### What to produce
In the entries below, find every line with "paper" and copy it.

### Entries provided
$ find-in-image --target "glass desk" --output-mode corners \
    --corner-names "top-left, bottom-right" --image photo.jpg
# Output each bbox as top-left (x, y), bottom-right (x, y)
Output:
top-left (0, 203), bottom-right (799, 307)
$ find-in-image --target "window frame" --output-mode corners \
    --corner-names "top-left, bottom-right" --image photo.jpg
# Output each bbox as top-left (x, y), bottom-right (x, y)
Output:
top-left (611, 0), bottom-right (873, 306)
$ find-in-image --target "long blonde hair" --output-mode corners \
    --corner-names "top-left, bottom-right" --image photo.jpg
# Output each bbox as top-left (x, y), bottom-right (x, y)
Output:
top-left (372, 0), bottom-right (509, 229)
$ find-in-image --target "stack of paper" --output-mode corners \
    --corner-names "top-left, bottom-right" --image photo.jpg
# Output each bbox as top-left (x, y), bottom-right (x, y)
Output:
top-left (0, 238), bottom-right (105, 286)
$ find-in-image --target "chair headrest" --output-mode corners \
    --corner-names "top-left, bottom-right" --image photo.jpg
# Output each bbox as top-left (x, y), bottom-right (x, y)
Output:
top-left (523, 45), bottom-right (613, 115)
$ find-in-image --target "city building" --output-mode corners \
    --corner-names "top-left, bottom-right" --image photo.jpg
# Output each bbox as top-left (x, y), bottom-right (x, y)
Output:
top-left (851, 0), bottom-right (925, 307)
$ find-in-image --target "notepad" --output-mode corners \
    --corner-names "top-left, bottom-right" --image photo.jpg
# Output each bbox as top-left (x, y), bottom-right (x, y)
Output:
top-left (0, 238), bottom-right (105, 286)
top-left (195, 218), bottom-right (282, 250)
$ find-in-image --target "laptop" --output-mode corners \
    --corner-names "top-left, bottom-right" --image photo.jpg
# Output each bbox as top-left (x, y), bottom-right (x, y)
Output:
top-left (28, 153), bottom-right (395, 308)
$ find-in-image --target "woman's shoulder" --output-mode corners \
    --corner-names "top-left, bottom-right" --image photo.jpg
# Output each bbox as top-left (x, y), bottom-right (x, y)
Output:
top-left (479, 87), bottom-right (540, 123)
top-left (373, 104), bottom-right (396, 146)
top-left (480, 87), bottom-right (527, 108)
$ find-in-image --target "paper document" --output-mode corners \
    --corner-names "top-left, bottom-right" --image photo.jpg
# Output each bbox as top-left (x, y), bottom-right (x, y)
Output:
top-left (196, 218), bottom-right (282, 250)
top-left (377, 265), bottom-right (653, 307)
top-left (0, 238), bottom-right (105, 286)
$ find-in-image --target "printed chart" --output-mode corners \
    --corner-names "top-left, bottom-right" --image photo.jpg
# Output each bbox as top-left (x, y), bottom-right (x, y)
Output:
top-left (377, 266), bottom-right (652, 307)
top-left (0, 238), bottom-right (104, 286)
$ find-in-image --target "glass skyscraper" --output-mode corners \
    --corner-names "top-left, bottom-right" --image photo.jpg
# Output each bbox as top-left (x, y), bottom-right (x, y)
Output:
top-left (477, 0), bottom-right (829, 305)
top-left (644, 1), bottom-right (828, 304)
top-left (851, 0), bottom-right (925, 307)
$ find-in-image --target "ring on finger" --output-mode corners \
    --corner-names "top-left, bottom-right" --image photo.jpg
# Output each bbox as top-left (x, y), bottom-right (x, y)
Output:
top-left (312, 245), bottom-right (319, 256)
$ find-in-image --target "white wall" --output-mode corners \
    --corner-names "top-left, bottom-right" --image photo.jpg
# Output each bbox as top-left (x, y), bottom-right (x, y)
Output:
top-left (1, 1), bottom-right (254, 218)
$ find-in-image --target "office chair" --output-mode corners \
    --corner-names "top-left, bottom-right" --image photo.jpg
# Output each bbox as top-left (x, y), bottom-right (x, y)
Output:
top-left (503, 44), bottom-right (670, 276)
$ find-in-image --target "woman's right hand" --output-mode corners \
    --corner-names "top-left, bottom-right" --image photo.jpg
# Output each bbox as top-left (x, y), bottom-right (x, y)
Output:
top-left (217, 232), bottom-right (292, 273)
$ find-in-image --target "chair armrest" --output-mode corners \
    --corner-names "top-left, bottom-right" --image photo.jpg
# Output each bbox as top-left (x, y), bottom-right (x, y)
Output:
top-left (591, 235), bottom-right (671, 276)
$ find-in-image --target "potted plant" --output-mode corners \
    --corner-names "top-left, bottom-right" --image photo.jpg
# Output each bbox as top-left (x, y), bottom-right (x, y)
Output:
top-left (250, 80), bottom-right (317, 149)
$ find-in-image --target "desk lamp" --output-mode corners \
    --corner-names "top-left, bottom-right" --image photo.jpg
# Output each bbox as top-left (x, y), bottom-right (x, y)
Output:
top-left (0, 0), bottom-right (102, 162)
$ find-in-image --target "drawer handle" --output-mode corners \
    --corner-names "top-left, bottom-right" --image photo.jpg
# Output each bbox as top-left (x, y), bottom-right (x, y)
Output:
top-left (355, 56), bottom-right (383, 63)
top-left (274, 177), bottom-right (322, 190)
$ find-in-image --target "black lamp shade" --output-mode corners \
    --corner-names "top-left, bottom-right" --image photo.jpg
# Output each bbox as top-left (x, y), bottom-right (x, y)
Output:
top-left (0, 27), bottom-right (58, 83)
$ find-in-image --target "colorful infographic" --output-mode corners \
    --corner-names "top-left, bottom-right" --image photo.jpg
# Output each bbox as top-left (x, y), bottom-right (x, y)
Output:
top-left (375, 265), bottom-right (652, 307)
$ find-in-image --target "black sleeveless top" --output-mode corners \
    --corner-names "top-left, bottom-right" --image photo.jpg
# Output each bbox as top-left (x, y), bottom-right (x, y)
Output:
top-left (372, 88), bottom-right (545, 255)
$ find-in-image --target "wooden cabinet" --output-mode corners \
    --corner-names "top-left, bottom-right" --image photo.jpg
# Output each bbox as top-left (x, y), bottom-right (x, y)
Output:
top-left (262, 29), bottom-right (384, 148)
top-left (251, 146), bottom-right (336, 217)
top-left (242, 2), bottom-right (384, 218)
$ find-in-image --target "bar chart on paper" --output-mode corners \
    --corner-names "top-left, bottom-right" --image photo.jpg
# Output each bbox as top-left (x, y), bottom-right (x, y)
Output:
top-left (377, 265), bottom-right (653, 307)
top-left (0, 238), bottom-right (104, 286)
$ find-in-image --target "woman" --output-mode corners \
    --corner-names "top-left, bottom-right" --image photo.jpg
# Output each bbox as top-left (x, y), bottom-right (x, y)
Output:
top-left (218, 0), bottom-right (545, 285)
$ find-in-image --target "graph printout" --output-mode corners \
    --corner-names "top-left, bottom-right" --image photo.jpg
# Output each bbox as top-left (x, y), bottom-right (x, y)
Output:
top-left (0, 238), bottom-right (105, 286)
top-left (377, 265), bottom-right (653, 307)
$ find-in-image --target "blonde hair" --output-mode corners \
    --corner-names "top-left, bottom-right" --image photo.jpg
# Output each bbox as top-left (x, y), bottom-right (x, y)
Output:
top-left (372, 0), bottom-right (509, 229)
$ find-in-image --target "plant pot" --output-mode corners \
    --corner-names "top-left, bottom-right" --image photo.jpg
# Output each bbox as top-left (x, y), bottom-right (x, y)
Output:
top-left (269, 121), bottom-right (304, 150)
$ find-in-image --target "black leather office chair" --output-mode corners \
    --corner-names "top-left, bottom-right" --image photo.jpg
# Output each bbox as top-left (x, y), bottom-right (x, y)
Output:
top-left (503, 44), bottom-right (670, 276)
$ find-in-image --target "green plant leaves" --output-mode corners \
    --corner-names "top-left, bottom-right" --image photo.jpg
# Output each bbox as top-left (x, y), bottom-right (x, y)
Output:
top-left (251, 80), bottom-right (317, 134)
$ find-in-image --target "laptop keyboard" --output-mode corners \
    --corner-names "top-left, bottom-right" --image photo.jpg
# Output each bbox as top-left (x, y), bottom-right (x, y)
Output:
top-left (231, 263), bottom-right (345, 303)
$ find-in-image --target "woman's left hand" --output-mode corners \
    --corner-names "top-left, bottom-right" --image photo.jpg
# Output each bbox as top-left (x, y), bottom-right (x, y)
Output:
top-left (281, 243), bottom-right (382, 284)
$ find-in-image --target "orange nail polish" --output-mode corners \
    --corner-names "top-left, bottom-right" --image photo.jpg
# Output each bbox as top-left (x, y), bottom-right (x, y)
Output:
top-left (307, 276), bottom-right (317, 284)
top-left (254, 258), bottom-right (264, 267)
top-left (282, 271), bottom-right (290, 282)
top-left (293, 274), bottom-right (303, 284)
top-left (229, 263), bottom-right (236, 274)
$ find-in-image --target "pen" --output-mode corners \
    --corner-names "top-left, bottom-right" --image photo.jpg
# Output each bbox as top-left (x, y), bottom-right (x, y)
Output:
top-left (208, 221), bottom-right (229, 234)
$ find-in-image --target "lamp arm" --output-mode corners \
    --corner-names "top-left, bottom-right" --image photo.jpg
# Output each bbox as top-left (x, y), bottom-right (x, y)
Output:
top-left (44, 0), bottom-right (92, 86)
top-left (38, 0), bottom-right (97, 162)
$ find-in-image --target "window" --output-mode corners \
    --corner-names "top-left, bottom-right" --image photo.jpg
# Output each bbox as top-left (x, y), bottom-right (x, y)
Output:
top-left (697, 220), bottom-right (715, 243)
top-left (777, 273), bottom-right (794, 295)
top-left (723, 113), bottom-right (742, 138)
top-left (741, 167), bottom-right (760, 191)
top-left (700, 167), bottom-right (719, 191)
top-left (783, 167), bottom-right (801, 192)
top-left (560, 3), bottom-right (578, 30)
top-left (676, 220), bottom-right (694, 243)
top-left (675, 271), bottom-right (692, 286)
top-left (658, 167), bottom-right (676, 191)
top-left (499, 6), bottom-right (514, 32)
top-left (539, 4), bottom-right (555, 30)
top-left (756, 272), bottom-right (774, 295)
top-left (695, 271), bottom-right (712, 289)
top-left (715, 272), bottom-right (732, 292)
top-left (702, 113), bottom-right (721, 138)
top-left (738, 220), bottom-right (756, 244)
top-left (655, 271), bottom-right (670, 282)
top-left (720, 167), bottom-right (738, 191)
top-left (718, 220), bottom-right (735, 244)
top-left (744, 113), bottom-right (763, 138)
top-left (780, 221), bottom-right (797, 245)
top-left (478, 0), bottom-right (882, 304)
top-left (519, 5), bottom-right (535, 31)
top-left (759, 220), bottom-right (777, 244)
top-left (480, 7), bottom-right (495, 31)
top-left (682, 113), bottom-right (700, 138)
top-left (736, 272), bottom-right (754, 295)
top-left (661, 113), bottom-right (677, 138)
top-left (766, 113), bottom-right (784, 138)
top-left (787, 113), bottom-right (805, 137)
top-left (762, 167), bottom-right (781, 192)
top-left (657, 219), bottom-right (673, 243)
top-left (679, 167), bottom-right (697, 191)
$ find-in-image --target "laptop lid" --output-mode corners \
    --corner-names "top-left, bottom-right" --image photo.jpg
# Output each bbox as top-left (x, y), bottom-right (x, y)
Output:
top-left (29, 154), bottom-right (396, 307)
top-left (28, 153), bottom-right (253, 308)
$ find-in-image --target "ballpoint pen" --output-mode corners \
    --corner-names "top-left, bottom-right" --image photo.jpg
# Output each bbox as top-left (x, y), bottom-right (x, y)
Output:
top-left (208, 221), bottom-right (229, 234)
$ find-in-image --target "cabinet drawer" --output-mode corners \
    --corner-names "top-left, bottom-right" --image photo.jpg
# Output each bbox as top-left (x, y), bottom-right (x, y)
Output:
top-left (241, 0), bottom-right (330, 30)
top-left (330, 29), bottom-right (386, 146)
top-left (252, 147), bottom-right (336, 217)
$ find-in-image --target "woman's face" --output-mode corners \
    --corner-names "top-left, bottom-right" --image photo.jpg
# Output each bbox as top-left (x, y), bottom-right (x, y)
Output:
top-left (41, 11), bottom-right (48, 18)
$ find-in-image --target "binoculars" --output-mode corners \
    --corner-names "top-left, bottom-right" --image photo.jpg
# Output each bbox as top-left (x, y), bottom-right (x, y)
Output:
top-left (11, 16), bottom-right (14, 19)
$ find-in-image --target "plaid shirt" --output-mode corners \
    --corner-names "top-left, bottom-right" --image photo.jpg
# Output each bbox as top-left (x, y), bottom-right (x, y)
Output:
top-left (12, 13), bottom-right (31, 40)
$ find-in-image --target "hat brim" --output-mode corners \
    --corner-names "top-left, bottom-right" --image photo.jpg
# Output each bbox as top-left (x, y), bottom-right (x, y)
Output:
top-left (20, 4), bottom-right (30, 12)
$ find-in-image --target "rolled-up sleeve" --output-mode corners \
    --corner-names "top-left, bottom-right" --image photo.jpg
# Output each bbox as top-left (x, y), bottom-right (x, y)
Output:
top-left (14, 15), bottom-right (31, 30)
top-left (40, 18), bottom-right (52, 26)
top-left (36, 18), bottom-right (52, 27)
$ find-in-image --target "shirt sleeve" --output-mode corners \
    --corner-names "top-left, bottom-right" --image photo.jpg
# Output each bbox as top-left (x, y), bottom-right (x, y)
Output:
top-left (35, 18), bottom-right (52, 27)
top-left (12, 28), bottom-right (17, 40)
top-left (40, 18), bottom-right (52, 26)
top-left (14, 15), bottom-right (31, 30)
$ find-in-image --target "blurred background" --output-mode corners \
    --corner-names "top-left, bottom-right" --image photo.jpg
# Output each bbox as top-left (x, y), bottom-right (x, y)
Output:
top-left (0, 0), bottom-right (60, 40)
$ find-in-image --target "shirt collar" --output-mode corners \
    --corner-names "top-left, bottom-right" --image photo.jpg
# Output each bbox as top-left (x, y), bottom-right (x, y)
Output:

### Result
$ find-in-image --target "stack of paper" --output-mode corners \
$ find-in-image --target "paper document" --output-mode corners \
$ find-in-image --target "bar chart on paper" --output-mode corners \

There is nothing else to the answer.